I punti di accesso a Gaza, sia marittimi che terrestri, «sono ancora chiusi all’ingresso di aiuti e di carburante, mentre si stanno intensificando gli attacchi nelle aree dove hanno trovato rifugio i civili. Uno status quo che, unito al prolungato blackout delle telecomunicazioni, ha ridotto il volume degli aiuti che riescono a entrare nella Striscia (tra cui cibo e forniture mediche) ai livelli più bassi degli ultimi 7 mesi». Medici senza frontiere, ad esempio, non riesce a far entrare rifornimenti dal 6 maggio, riferiscono. Manca l’acqua pulita e aumenta, di conseguenza, il rischio di malattie. «Nonostante questo, in molte occasioni le autorità israeliane hanno negato l’ingresso di pompe idrauliche e kit di desalinizzazione dell’acqua».

Oltretutto, la distribuzione degli aiuti dentro Gaza si fa sempre più complicata. «In meno di tre settimane, quasi un milione di palestinesi sono stati sfollati in aree già sovraffollate e prive di servizi di base, mentre le organizzazioni sono costrette a lavorare con la continua preoccupazione per la sicurezza delle operazioni di soccorso e degli operatori sul campo, dovendo far i conti con il moltiplicarsi dei posti di blocco israeliani, che rallentano e ostacolano la risposta umanitaria». Anche il sistema sanitario è stato di fatto smantellato. «Praticamente tutti gli ospedali hanno ricevuto “ordini di evacuazione”, sono sotto assedio israeliano o saranno presto a corto di carburante e rifornimenti. Il più grande ospedale di Rafah, Abu Yousef al-Najjar, è stato chiuso a seguito di un “ordine di evacuazione” emesso da Israele, mentre ad ora nessun ospedale nel nord di Gaza è accessibile. Gli operatori sanitari a Gaza raccontano di come i pazienti muoiano ogni giorno per la carenza di forniture mediche, mentre i medici, gli infermieri e gli altri operatori sanitari continuano a essere uccisi o sfollati con la forza».

Save the Children, in particolare, riferisce che i bambini non possono più essere evacuati da Gaza e «tanti hanno un disperato bisogno di supporto psicosociale, dati gli orrori quotidiani, la perdita di familiari e persone care». Nel sud di Gaza, il flusso di aiuti è fermo, tutte le panetterie di Rafah sono chiuse. «Il crollo delle scorte di beni essenziali e l’intensificarsi del conflitto hanno costretto le organizzazioni umanitarie a sospendere la distribuzione di aiuti nel sud della Striscia – informano -, e la stessa cosa potrebbe succedere a Khan Younis, Deir al-Balah e Gaza City. In questo momento molti palestinesi sopravvivono con meno del 3% del fabbisogno giornaliero di acqua, con il conseguente aumento di casi di diarrea e epatite, mentre le temperature continuano a salire».

- _ISTRUZIONI_:
1. Perché, secondo il brano sulla situazione umanitaria a Gaza, le organizzazioni umanitarie hanno sospeso la distribuzione di aiuti nel sud della Striscia? Rispondi in una-tre frasi.
2. Prosegui il brano sulla situazione umanitaria a Gaza a partire dalla sua ultima frase.
I dati provengono da una fonte diversa.

Dati estratti da una raccolta

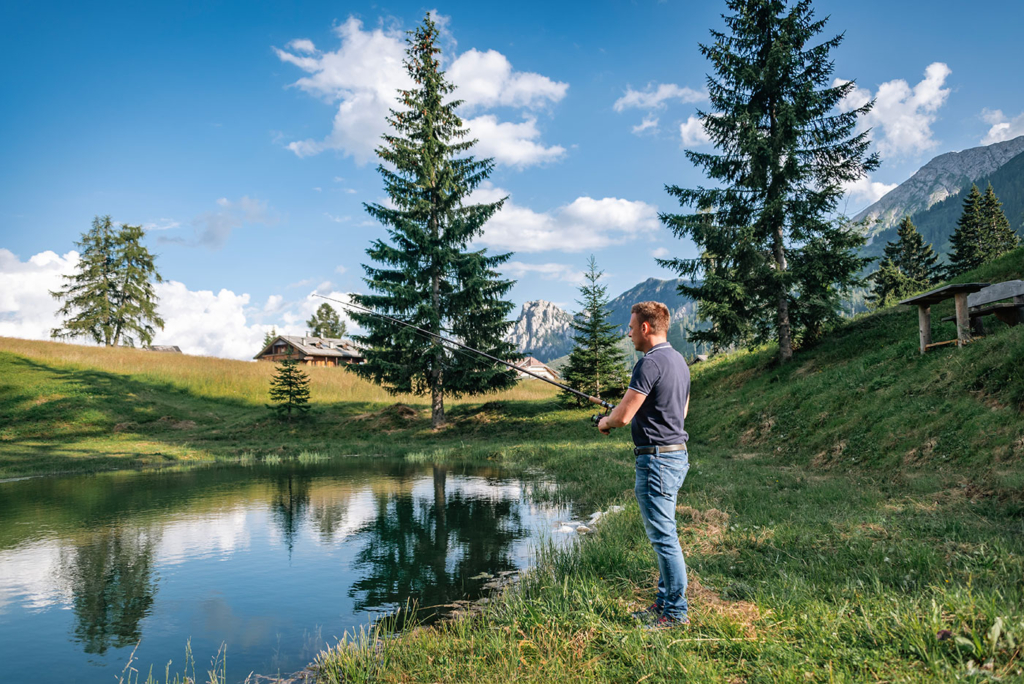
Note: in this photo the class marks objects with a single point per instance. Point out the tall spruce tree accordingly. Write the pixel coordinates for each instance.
(111, 298)
(326, 323)
(787, 145)
(426, 274)
(907, 266)
(967, 249)
(596, 365)
(996, 236)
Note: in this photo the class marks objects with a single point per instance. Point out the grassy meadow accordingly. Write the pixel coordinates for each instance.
(856, 515)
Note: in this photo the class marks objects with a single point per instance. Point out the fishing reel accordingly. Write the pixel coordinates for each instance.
(596, 418)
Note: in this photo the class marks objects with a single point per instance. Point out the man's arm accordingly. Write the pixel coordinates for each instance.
(624, 413)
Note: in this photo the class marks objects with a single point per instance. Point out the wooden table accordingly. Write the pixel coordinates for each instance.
(924, 303)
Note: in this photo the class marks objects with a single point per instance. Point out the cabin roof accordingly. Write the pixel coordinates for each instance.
(316, 346)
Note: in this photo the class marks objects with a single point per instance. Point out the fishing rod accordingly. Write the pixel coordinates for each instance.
(592, 399)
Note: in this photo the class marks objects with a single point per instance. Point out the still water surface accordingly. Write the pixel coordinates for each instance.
(273, 561)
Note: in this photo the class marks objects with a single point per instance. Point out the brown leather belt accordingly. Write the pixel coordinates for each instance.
(637, 451)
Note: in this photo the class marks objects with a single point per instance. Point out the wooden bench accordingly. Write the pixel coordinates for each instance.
(924, 302)
(988, 301)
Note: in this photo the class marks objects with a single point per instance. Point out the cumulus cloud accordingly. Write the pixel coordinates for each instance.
(866, 191)
(1003, 128)
(365, 73)
(547, 271)
(654, 96)
(486, 79)
(203, 323)
(648, 125)
(27, 309)
(902, 117)
(692, 132)
(585, 223)
(511, 144)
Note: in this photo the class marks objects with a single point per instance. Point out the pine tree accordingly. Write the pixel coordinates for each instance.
(426, 275)
(111, 297)
(326, 323)
(290, 389)
(907, 266)
(967, 251)
(595, 366)
(787, 146)
(996, 236)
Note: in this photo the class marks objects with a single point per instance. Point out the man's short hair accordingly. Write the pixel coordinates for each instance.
(654, 314)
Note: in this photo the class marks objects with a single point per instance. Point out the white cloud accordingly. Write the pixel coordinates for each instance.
(902, 117)
(200, 322)
(302, 45)
(866, 191)
(648, 125)
(273, 303)
(27, 309)
(212, 228)
(486, 79)
(1003, 128)
(511, 144)
(654, 96)
(692, 132)
(162, 224)
(365, 73)
(586, 223)
(547, 271)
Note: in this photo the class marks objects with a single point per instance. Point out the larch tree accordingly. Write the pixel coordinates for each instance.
(596, 366)
(907, 266)
(426, 274)
(111, 297)
(772, 259)
(326, 323)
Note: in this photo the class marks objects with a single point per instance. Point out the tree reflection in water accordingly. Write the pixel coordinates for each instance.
(111, 580)
(429, 551)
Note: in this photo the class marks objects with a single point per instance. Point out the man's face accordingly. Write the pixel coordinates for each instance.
(636, 332)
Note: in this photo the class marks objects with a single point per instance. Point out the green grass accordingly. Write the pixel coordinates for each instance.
(844, 514)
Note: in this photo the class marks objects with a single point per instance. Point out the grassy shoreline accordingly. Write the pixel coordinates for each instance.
(856, 515)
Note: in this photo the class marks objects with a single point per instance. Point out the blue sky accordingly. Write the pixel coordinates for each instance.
(194, 119)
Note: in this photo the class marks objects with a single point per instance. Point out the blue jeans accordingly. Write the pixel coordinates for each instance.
(658, 479)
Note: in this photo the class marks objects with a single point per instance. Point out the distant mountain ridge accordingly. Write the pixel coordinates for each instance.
(544, 330)
(942, 177)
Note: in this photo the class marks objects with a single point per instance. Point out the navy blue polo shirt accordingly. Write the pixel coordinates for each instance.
(664, 378)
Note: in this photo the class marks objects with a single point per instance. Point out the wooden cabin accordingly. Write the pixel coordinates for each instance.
(311, 350)
(534, 366)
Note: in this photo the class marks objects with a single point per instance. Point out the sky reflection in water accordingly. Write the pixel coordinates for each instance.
(276, 561)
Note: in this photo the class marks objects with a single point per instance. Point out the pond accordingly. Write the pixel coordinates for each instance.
(272, 561)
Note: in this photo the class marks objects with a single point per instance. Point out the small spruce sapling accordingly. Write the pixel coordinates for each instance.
(290, 390)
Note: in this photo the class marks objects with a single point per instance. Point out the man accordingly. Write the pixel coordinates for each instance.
(656, 402)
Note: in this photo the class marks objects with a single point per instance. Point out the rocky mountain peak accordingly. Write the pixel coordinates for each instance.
(943, 176)
(543, 330)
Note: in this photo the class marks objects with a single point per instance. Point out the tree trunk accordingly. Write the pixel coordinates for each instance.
(782, 318)
(436, 391)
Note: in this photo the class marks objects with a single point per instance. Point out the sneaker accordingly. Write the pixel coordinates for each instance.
(666, 623)
(648, 614)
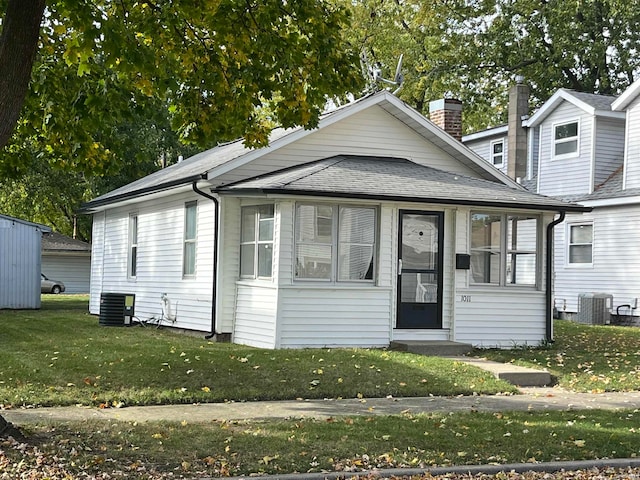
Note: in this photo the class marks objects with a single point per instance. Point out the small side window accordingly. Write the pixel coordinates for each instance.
(256, 242)
(133, 247)
(580, 244)
(497, 153)
(190, 230)
(565, 139)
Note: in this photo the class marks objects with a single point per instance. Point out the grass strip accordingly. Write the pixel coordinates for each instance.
(339, 444)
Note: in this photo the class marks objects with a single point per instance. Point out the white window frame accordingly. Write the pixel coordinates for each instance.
(555, 142)
(568, 244)
(189, 270)
(132, 249)
(336, 244)
(506, 250)
(493, 155)
(256, 242)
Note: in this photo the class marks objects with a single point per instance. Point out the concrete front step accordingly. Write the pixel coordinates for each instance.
(514, 374)
(434, 348)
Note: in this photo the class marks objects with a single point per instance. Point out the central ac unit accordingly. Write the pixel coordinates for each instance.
(594, 308)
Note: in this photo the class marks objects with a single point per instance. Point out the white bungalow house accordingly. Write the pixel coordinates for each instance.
(585, 148)
(375, 227)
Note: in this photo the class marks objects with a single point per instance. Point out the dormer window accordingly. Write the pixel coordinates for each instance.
(565, 139)
(497, 153)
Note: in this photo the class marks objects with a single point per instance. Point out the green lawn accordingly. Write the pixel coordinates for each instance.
(60, 355)
(584, 358)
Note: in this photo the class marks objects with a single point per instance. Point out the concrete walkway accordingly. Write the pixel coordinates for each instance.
(531, 398)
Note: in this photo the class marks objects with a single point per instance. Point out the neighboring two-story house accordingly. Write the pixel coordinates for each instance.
(582, 147)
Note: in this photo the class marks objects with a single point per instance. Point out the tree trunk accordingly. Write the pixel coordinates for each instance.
(18, 46)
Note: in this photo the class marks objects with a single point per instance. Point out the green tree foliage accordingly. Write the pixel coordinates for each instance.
(223, 69)
(120, 87)
(473, 49)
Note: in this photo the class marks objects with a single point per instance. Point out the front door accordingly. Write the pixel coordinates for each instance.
(419, 269)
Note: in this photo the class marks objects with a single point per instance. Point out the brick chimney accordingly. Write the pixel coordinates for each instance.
(447, 114)
(517, 136)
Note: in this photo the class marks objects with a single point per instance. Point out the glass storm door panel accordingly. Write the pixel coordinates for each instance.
(419, 270)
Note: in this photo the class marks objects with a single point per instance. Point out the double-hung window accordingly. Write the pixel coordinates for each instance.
(256, 241)
(497, 153)
(132, 264)
(580, 244)
(335, 243)
(190, 230)
(504, 249)
(565, 139)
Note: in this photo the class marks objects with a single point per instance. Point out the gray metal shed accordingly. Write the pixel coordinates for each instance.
(20, 243)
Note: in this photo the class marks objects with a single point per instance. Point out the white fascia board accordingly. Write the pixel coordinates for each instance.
(555, 100)
(140, 198)
(611, 202)
(296, 134)
(489, 132)
(628, 96)
(610, 114)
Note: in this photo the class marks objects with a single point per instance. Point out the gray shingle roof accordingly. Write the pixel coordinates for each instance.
(393, 179)
(599, 102)
(611, 188)
(56, 242)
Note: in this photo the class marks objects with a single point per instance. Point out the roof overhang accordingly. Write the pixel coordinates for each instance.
(488, 133)
(147, 193)
(42, 228)
(563, 95)
(234, 155)
(628, 96)
(392, 180)
(288, 193)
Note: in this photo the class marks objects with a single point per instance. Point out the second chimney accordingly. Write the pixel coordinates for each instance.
(517, 136)
(446, 113)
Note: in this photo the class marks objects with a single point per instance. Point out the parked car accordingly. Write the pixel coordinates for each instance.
(48, 285)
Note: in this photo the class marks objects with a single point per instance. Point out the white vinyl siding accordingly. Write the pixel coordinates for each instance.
(159, 261)
(566, 139)
(632, 153)
(97, 261)
(500, 318)
(568, 175)
(256, 315)
(330, 317)
(497, 152)
(616, 258)
(609, 149)
(190, 238)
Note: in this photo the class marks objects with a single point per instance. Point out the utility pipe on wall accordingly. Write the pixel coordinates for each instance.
(549, 279)
(216, 228)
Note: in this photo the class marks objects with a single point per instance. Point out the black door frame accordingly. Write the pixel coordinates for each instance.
(436, 323)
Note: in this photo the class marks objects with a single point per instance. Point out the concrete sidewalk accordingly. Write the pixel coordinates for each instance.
(530, 399)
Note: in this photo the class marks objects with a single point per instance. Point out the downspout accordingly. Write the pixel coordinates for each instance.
(549, 279)
(216, 228)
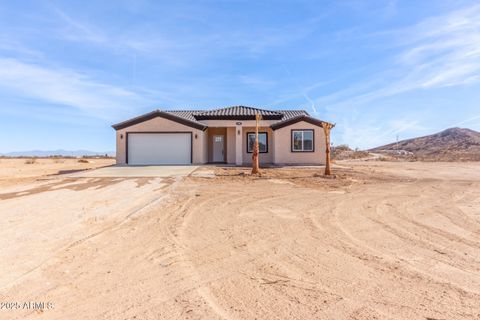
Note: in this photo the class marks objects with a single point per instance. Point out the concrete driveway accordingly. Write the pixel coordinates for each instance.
(135, 172)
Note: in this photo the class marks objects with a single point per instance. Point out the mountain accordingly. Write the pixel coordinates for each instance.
(60, 152)
(455, 144)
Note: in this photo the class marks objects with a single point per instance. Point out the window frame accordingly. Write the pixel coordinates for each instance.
(259, 132)
(302, 130)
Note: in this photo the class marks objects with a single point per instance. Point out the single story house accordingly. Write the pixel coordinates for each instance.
(225, 135)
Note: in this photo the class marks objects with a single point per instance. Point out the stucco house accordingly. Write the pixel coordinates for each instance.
(225, 135)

- _ELENCO RISPOSTE_:
1. Le organizzazioni umanitarie hanno sospeso la distribuzione di aiuti nel sud della Striscia per due motivi. Le scorte di beni essenziali sono crollate e il conflitto si è intensificato.

2.
Il valico di Rafah, uno dei principali punti di ingresso degli aiuti a Gaza, è chiuso dal 7 maggio, da quando occupato dalle forze israeliane. Oltre 2mila i camion fermi ad Arish, in Egitto, in attesa che Israele permetta loro di entrare, mentre «a pochi chilometri di distanza gli sfollati sono alla fame, si lascia che il cibo marcisca e le medicine scadano. E, sebbene il valico di Kerem Shalom rimanga ufficialmente aperto, i camion commerciali hanno la priorità di ingresso, con la conseguenza che il flusso di aiuti è tutt’ora irregolare e insufficiente».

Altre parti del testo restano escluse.